Source text –
=== Section Start ===

From the plasmonic responses (Figure 2a), we determined the current with (blue curve in Figure 2b) and without (red curve in Figure 2b) correcting the background current. Zooming-in of two square waves shows that although the capacitive charging associated with each potential step leads to a large transient current in the beginning (Figure 2c), its contribution decreases rapidly over time, and becomes negligible near the end of a potential step. Figure 2d compares SWVs (I_f -I_r vs. potential) with and without background current correction. We can see that the two SWVs are similar except for a small baseline shift. The baseline shift is due to the capacitive charging effect associated with the linearly sweeping potential, which is also present in the conventional SWV.

Local PECIs at Different SWV Potential

In order to demonstrate SWV imaging capability with PECI, we studied heterogeneous electrochemical reactions with a Au surface patterned by hexadecanethiol monolayer. Figure 3a is a conventional surface plasmon resonance image, in which the bright patterns correspond to the hexadecanethiol-covered region, and the dark background is the bare Au surface. We performed SWV imaging of the surface in 20 mM [Fe(CN)₆]^3/4− + 0.2 M NaF electrolyte. Figure 3b shows SWVs of three selected regions on the electrode, two from the bare Au area (marked by blue and green squares in Figure 3a) and one from the thiol-covered area (red square in Figure 3a). Each SWV was obtained from the plasmonic signal averaged over the corresponding region. The thiol-covered region shows only a flat baseline, due to effective blockage of the redox reaction by the thiol monolayer. In contrast, the bare Au regions show pronounced peaks near 0.25 V in the SWVs due to the redox reaction of [Fe(CN)₆]^3/4−. Although both bare Au regions display the redox peak, the peak amplitudes are different, which reflects different amounts of thiol “contamination” during the contact printing in the two regions.

Figure 3.

(a) Surface Plasmon resonance image of a Au surface patterned with thiols (the surface potential was not controlled), the scale bar is 100µm. (b) Local SWVs of the regions marked in (a). (c-f) Snapshots of SWV video of the surface at different potentials (which are pointed out in (b)).

=== Section End ===

Exercise objective –
Please continue the square-wave voltammetry text from its last sentence. The items are separate material and have nothing to do with the square-wave voltammetry text.

Records shown –

=== Section Start ===

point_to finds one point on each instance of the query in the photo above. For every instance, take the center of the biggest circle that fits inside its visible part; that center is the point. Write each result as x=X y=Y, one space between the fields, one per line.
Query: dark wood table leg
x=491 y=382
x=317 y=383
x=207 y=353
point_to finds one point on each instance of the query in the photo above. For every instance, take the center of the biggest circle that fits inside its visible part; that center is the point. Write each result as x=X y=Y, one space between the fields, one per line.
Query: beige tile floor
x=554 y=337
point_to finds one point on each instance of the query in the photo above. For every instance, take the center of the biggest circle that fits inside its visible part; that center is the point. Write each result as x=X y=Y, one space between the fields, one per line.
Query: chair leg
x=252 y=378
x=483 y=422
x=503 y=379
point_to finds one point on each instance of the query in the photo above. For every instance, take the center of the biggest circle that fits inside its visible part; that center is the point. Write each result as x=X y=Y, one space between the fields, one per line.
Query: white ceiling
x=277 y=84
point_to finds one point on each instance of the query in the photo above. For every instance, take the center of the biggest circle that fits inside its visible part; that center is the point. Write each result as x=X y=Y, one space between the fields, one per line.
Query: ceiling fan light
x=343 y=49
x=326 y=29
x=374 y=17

=== Section End ===

Result of this task –
It is also possible to obtain SWV at each pixel of the plasmonic image, which provides a SWV image, from which a SWV from each pixel is obtained. Figures 3c-f show a few snapshots of such SWV images at several different potentials, and a video showing SWV image during potential sweep is provide in the Supporting Materials. At 0 V, the image (Figure 3c) shows only noise, which is expected because no measurable redox reaction takes at the potential. Increasing the potential to +0.18V (closer to the formal potential), the current in the thiol-covered regions remain small but the current in the bare Au region increases substantially, leading to high contrast images of the patterned surface (Figure 3d). When the potential increases to +0.23 V, the thiol-covered region still shows no current while the current in the bare Au regions reaches maximum (Figure 3e). Further increasing the potential, the current in the bare Au regions decreases again (Figure 3f). This spatial information and SWV imaging capability are not available in the conventional SWV.

CONCLUSION

In conclusion, we have developed a plasomonic method to image local SWV. The SWV averaged over an electrode is in quantitative agreement with the simultaneously recorded SWV obtained by the conventional electrochemical method, which validates the plasmonic-based SWV. We have demonstrated SWV imaging capability and applied it to study local electrochemical reactions on a surface. This capability is not possible with the conventional electrochemical methods, and we believe that it is particularly suitable for electroanalysis of heterogeneous reactions and for electrochemical detection of microarrays.